### [Data in this exercise]
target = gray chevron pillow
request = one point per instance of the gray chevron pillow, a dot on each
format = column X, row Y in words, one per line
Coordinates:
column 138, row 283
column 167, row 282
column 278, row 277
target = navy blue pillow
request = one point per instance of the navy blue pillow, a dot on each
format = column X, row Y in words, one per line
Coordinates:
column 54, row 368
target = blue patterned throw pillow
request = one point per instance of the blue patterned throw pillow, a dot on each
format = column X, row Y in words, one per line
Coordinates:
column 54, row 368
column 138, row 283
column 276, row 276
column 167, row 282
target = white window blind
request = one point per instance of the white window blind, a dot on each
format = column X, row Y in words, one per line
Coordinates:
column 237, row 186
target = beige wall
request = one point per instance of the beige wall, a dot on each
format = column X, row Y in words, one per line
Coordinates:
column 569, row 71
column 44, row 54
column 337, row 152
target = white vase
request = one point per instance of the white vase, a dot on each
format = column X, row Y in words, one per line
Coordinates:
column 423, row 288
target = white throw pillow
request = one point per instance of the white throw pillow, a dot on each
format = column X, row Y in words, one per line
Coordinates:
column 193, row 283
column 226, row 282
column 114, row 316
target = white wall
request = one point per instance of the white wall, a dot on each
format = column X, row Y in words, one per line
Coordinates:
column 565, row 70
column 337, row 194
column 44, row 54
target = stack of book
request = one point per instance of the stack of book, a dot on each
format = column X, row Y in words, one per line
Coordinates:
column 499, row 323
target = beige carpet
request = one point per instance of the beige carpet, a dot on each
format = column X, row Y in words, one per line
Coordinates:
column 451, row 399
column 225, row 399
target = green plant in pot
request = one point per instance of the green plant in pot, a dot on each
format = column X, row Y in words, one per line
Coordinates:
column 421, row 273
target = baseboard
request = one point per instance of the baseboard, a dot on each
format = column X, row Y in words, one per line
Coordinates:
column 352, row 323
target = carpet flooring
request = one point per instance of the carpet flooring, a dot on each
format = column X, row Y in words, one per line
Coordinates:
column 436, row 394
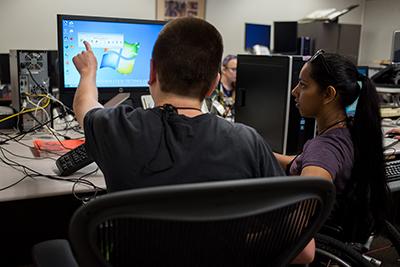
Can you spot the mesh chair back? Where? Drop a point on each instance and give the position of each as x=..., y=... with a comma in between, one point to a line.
x=255, y=222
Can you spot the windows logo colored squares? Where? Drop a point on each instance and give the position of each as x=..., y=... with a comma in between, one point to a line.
x=122, y=60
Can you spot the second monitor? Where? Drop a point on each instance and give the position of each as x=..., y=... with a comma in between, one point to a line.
x=264, y=101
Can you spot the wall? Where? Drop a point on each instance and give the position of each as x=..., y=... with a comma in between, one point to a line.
x=381, y=18
x=26, y=24
x=230, y=15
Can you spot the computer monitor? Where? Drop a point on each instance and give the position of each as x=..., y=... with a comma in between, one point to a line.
x=123, y=49
x=364, y=70
x=264, y=101
x=396, y=47
x=4, y=68
x=285, y=37
x=351, y=109
x=257, y=34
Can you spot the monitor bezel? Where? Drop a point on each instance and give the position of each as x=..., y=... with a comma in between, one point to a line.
x=106, y=90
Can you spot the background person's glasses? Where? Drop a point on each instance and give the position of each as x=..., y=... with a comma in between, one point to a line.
x=232, y=69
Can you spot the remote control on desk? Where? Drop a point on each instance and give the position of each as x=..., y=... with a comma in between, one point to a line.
x=73, y=161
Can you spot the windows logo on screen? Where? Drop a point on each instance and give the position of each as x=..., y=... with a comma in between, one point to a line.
x=122, y=60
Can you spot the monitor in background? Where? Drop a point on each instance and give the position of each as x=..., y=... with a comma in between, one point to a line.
x=351, y=109
x=122, y=47
x=285, y=37
x=396, y=47
x=264, y=101
x=257, y=34
x=364, y=70
x=4, y=68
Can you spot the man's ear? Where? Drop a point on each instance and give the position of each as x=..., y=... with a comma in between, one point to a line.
x=153, y=73
x=213, y=85
x=330, y=94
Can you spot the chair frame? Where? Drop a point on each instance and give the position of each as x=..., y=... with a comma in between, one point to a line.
x=202, y=202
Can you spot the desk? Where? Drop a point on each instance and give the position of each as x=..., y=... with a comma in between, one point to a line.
x=36, y=209
x=40, y=186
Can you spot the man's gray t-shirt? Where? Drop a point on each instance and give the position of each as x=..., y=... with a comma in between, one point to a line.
x=139, y=148
x=332, y=151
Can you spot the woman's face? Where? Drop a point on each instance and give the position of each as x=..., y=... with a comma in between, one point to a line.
x=308, y=95
x=229, y=71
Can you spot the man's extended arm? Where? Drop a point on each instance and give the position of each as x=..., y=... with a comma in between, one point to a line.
x=86, y=96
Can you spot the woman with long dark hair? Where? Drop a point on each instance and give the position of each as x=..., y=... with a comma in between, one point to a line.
x=347, y=150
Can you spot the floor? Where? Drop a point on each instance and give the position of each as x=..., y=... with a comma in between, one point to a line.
x=382, y=251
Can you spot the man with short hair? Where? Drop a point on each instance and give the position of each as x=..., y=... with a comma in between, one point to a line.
x=174, y=142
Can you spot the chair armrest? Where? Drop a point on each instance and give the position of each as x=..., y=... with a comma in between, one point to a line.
x=53, y=253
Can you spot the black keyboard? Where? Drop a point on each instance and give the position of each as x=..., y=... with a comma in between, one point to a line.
x=392, y=169
x=73, y=160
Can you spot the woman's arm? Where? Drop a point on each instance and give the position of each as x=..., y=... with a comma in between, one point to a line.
x=283, y=159
x=316, y=171
x=308, y=253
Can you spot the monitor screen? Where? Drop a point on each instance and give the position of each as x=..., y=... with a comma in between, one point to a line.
x=257, y=34
x=396, y=47
x=351, y=109
x=285, y=37
x=363, y=70
x=4, y=68
x=122, y=47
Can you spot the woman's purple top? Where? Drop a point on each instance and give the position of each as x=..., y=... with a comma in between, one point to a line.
x=332, y=151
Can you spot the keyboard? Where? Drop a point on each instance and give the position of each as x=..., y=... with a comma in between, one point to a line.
x=392, y=170
x=73, y=161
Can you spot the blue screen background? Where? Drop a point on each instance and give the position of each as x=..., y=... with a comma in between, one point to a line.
x=257, y=34
x=145, y=34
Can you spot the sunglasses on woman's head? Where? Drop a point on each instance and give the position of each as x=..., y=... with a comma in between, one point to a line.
x=320, y=54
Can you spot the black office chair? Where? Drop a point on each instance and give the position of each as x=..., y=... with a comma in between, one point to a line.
x=254, y=222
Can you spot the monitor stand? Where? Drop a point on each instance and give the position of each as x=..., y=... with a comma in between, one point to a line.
x=117, y=100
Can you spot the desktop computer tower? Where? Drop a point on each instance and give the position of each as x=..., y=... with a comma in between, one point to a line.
x=29, y=87
x=264, y=101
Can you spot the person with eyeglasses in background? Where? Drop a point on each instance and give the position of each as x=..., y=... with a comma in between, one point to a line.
x=347, y=150
x=223, y=98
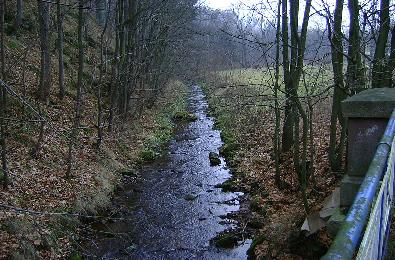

### [Job]
Repeat all of the material above with "a dot on each" swapped for "a mark on each" everywhere and nothing else changed. Leave the pictures out.

### [Written answer]
target = gray chevron pillow
request = one point per instance of the gray chevron pillow, a mark on each
format = column X, row Y in words, one per line
Coordinates:
column 138, row 283
column 167, row 282
column 278, row 277
target = navy blue pillow
request = one point per instance of the navy blue pillow, a mark on each
format = column X, row Y in words, one per line
Coordinates:
column 54, row 368
target = blue patterned throw pillow
request = one point per instance of the blue patterned throw pillow, a mark on each
format = column X, row Y in words, one per line
Coordinates:
column 54, row 368
column 138, row 283
column 276, row 276
column 167, row 282
target = white window blind
request = one point per instance of the white window blind, a mark on each
format = column X, row Y in words, one per line
Coordinates:
column 237, row 186
target = beige wall
request = one point per instance of the beige wall, a mark on each
format = column X, row Y in words, one per line
Coordinates:
column 569, row 71
column 44, row 54
column 337, row 152
target = white vase
request = one point per instance of the white vase, a mark on each
format = column X, row Y in words, one per line
Coordinates:
column 423, row 288
target = white throw pillow
request = one point per instance of the white throw pillow, a mark on each
format = column X, row Y in words, one per line
Coordinates:
column 193, row 283
column 226, row 282
column 114, row 316
target = white wall
request = one point per instance of the white wall, a mark on each
format = column X, row Y in words, one per line
Coordinates:
column 565, row 70
column 337, row 194
column 44, row 54
target = stack of book
request = one point per instance of the stack of book, a mark on each
format = column X, row Y in words, one per line
Coordinates:
column 499, row 323
target = beige carpet
request = one point per instance of the beige carpet, a mark on each
format = column X, row Y in words, one per line
Coordinates:
column 451, row 399
column 225, row 399
target = green plant in pot
request = one point per instance of the green plant in pot, a mark on each
format = column X, row Y in words, one per line
Coordinates:
column 421, row 273
target = baseboard
request = one point per instance of the baseboard, a mark on each
format = column X, row Y in words, one per line
Coordinates:
column 352, row 323
target = carpet flooring
request = one point per instance of the carpet flooring, a mark on each
format = column X, row Y in words, one per line
Coordinates:
column 436, row 394
Can you spot the mesh chair back? Where? Drop a point on each instance and give the position of each as x=..., y=... with a comma in between, one point to a line.
x=255, y=222
Can you spot the windows logo colored squares? Where? Drop a point on each instance and give the position of each as x=..., y=... with a comma in between, one point to a line.
x=122, y=60
Can you spot the second monitor? Where? Drop a point on each instance and give the position of each as x=..., y=... with a comma in between, one point to a line.
x=264, y=101
Can you spot the wall? Where? Drop a point on each instance and give the position of each as x=..., y=... with a comma in between, one point to a line.
x=381, y=18
x=26, y=24
x=230, y=15
Can you spot the computer monitor? Where? Drop a point on each instance and give the position of each as x=..., y=... with a comma in between, one point to a line.
x=123, y=49
x=364, y=70
x=264, y=101
x=396, y=47
x=4, y=68
x=285, y=37
x=351, y=109
x=257, y=34
Can you spot the monitor bezel? Where? Drop a point on each instance and give the position of each as x=..., y=... with a comma in between, one point to a line.
x=106, y=90
Can you spot the background person's glasses? Where? Drop a point on each instance and give the position of each as x=..., y=... with a comma in between, one point to a line.
x=232, y=69
Can you spot the remote control on desk? Where? Drop a point on each instance and give the position of each as x=..., y=... with a comma in between, one point to a line.
x=73, y=161
Can you spot the windows logo on screen? Where? Drop a point on each instance and give the position of each as x=..., y=... with a comma in between, one point to a line.
x=122, y=60
Can you spot the monitor in background? Where? Drop a point on each instance and give the position of each as x=..., y=... with a comma in between, one point to a line.
x=351, y=109
x=122, y=47
x=285, y=37
x=396, y=47
x=264, y=101
x=257, y=34
x=364, y=70
x=4, y=68
Can you spot the man's ear? Where? Drop a point on each instance and give the position of each as x=..., y=... with a comma in between, one point to a line.
x=153, y=73
x=213, y=85
x=330, y=94
Can you spot the chair frame? Where? Drop a point on each instance and give the position of each as x=..., y=... with a comma in between, one point to a line.
x=202, y=202
Can you spot the desk? Where? Drop a point on each instance and give the position of each as x=..., y=... with a comma in between, one point to a line.
x=36, y=209
x=40, y=186
Can you spot the man's gray t-shirt? Where? Drop a point on each instance and give the position of each as x=..., y=... with a comma in between, one point to a line.
x=139, y=148
x=332, y=151
Can you spot the woman's face? Where? Drop a point on each instance and give the position of each as x=..., y=... with a comma in between, one point to a line.
x=308, y=95
x=229, y=71
Can you spot the man's extended arm? Where? Drop a point on each instance and give the position of each as x=..., y=... with a comma in between, one point to a line.
x=86, y=96
Can you spot the woman with long dark hair? Where? Drop a point on each instance and give the position of each as x=..., y=... with a comma in between, one point to a line.
x=347, y=150
Can you spot the floor? Where? Drop a point on each instance and give the position of each as x=..., y=... with a comma in between, one point to a line.
x=382, y=251
Can you spot the man with short hair? Where? Drop a point on each instance and give the position of each as x=..., y=... with a comma in between, one point to a line.
x=174, y=142
Can you spot the chair armrest? Where? Drop a point on each instance and give the position of each as x=..., y=... with a comma in between, one point to a line.
x=53, y=253
Can you spot the black keyboard? Where? Drop a point on each instance and give the position of each as x=..., y=... with a comma in between, one point to a line.
x=392, y=169
x=73, y=160
Can you spot the woman's arm? Where? Drop a point on each instance and give the position of each as x=..., y=... with a comma in between, one point to a line.
x=283, y=159
x=316, y=171
x=308, y=253
Can you spot the monitor screen? Where? Drop a point on each instance and give the position of each as x=..., y=... with a comma in between, one point to a line.
x=257, y=34
x=396, y=47
x=351, y=109
x=285, y=37
x=363, y=70
x=4, y=68
x=122, y=47
Can you spot the woman's purple top? Where? Drop a point on each instance and give the position of each as x=..., y=... with a comma in between, one point to a line.
x=332, y=151
Can you spot the keyboard? Where? Drop a point on each instance and give the position of each as x=..., y=... with a comma in between, one point to a line.
x=392, y=170
x=73, y=161
Can you spot the blue screen background? Where? Drop a point on each instance and give the position of each as x=..., y=... with a comma in between, one point to a line.
x=257, y=34
x=145, y=34
Can you spot the sunglasses on woman's head? Where? Drop a point on each instance and give the position of each as x=..., y=... with a comma in between, one point to a line.
x=320, y=54
Can you spot the black office chair? Where? Drop a point on each instance and give the position of each as x=..., y=... with a comma in between, one point to a line.
x=254, y=222
Can you spot the monitor stand? Where? Drop a point on each instance and give the position of each as x=..., y=... with a comma in between, one point to a line.
x=117, y=100
Can you spot the desktop computer tower? Where? Drop a point on each instance and give the position of each as x=..., y=... with a comma in between, one point to a line.
x=29, y=87
x=264, y=101
Can you spot the person with eyeglasses in background? Where? Drop a point on each instance and give the position of each as x=..., y=... with a comma in between, one point to a line.
x=347, y=150
x=223, y=98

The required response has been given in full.